### Consigne
Recopiez, dans le texte sur le programme nucléaire du Pakistan, le passage qui s'ouvre sur les mots « M. Khan a d'autre » et se termine par « pleine de dangers. ».

### Document source
○ ○ ○ ○ ○

M. Khan a d'autre part indiqué que les principes de base du programme nucléaire de son pays étaient la retenue et la responsabilité. La recherche de notre capacité nucléaire a été dictée par des questions de sécurité et non par des questions de statut, a-t-il assuré. Nous n'étions pas les premiers à faire des essais et nous n'avons pas des ambitions de grande puissance, a-t-il déclaré. L'objectif premier que le Pakistan recherchait en acquérant la capacité nucléaire était de dissuader toute forme d'agression extérieure susceptible de mettre en péril sa sécurité nationale, a-t-il indiqué. Simultanément, le Pakistan maintiendra une force militaire conventionnelle adéquate, a-t-il ajouté. Il a affirmé que selon son pays, une course aux armements sans fin en Asie du Sud est contre-productive et pleine de dangers.

Le Pakistan ne transfèrera aucune arme nucléaire ni aucun matériel ou aucune technologie en rapport avec une telle arme à une quelconque entité étrangère ni à un quelconque État tiers, a assuré M. Khan. À cet égard, il a rappelé qu'en septembre 2004, le Pakistan avait adopté une loi globale sur le contrôle des exportations des biens, technologies et équipements sensibles. Le réseau associé au marché noir du nucléaire mis à jour en 2003, qui avait des ramifications dans plus d'une dizaine de pays, a été définitivement neutralisé pour ce qui est de ses liens au Pakistan, a souligné M. Khan.

La diplomatie mondiale se doit de se concentrer sur la résolution des différends qui durent depuis longtemps, a poursuivi l'Ambassadeur du Pakistan. Comme l'a relevé le Groupe de personnalités de haut niveau sur les menaces, les défis et le changement, les questions de la Palestine, du Cachemire et de la péninsule coréenne figurent au premier rang de ces différends. Notre concept d'un régime de retenue stratégique se fonde sur trois éléments, a précisé M. Khan: un dialogue soutenu et orienté vers les résultats visant la résolution de la question du Jammu-et-Cachemire et d'autres questions pendantes avec l'Inde; la retenue nucléaire; et l'équilibre conventionnel. Rappelant le processus de dialogue maintenu avec l'Inde depuis janvier 2004, M. Khan a indiqué que l'objectif est de parvenir à une solution gagnant-gagnant, durable et juste du Cachemire. Il a souligné que les deux pays se sont engagés à œuvrer à la stabilité stratégique. Précisant que les deux pays ont décidé d'œuvrer à un accord de pré-notification des essais de missiles dans l'air, il a formulé l'espoir que cet accord puisse éclore au deuxième trimestre de cette année. L'équilibre conventionnel entre l'Inde et le Pakistan est essentiel pour la stabilité en Asie du sud, a insisté M. Khan.

○ ○ ○ ○ ○

### Enregistrements de données
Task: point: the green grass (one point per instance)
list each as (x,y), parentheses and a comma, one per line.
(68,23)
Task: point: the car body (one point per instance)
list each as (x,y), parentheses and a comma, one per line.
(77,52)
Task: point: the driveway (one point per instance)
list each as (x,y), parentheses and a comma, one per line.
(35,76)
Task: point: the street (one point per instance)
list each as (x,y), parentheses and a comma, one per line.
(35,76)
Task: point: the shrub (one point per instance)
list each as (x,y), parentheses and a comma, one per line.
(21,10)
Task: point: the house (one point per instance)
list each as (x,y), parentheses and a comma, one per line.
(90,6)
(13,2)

○ ○ ○ ○ ○

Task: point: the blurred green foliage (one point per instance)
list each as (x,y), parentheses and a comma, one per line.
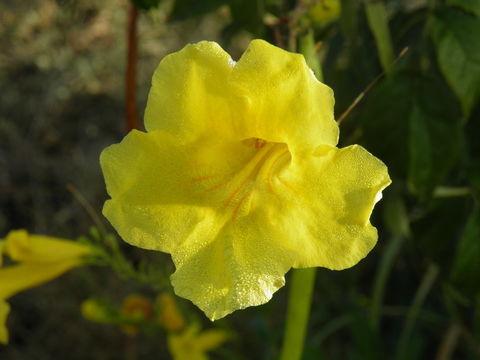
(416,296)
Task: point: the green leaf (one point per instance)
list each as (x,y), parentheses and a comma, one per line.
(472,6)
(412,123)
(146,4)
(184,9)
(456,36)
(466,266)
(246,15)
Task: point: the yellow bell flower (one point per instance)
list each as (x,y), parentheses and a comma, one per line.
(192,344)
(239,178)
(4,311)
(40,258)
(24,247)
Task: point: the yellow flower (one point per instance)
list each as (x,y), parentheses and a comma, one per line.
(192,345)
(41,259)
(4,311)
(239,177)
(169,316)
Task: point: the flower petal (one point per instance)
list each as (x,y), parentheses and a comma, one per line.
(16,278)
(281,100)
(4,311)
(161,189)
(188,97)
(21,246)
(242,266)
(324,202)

○ ○ ○ ○ ○

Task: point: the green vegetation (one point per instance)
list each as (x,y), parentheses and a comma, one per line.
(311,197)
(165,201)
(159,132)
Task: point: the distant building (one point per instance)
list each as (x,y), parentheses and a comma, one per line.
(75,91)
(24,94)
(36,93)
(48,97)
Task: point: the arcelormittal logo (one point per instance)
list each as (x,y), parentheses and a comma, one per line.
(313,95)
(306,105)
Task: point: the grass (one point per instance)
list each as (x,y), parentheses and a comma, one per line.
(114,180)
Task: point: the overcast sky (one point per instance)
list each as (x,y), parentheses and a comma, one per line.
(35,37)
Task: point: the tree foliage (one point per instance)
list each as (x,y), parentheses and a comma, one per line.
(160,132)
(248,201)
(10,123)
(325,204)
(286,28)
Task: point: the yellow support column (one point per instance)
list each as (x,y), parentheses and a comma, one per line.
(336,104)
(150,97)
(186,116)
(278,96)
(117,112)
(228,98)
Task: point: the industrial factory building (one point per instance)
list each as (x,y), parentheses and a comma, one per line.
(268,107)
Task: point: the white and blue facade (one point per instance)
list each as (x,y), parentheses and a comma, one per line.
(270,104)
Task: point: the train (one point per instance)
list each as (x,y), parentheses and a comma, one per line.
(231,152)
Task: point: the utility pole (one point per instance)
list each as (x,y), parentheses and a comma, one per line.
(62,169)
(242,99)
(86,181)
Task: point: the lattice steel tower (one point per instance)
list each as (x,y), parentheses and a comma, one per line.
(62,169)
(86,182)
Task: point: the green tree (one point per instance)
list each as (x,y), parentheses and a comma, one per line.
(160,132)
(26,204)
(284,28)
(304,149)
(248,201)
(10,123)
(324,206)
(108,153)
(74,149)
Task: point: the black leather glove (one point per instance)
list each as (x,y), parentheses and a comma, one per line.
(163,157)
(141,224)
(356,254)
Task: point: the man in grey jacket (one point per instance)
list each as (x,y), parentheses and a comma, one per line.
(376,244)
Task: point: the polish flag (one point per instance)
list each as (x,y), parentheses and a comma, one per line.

○ ○ ○ ○ ○

### Solution ci-dessous
M. Khan a d'autre part indiqué que les principes de base du programme nucléaire de son pays étaient la retenue et la responsabilité. La recherche de notre capacité nucléaire a été dictée par des questions de sécurité et non par des questions de statut, a-t-il assuré. Nous n'étions pas les premiers à faire des essais et nous n'avons pas des ambitions de grande puissance, a-t-il déclaré. L'objectif premier que le Pakistan recherchait en acquérant la capacité nucléaire était de dissuader toute forme d'agression extérieure susceptible de mettre en péril sa sécurité nationale, a-t-il indiqué. Simultanément, le Pakistan maintiendra une force militaire conventionnelle adéquate, a-t-il ajouté. Il a affirmé que selon son pays, une course aux armements sans fin en Asie du Sud est contre-productive et pleine de dangers.